[Excerpts of location labeling data]
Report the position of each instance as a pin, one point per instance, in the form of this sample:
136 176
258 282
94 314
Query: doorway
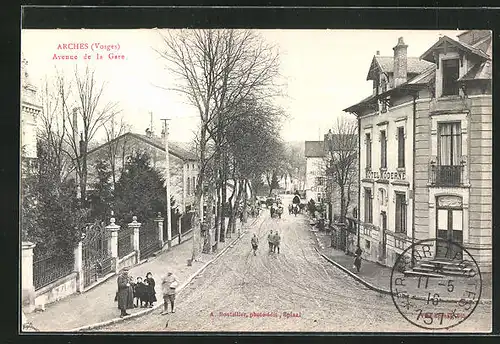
383 222
449 227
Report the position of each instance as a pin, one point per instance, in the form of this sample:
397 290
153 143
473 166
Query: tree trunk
342 204
224 196
198 216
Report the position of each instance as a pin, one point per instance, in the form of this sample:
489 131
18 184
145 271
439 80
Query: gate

▶ Given instruction:
The pictures in the entries should be left out; output everything else exactly.

▶ Right answer:
Report the position of each instance as a pin, one point per instance, in the form of this sample:
136 176
258 282
94 314
Query: doorway
383 222
449 227
Report the position of each instance as a pin, one point per instance, in the form of this sample:
397 290
153 143
473 166
Query: tree trunk
342 204
224 196
198 216
Report the position of each instance as a pin, one point per instance, in the form of this sample:
489 131
18 184
145 271
439 80
Query: gate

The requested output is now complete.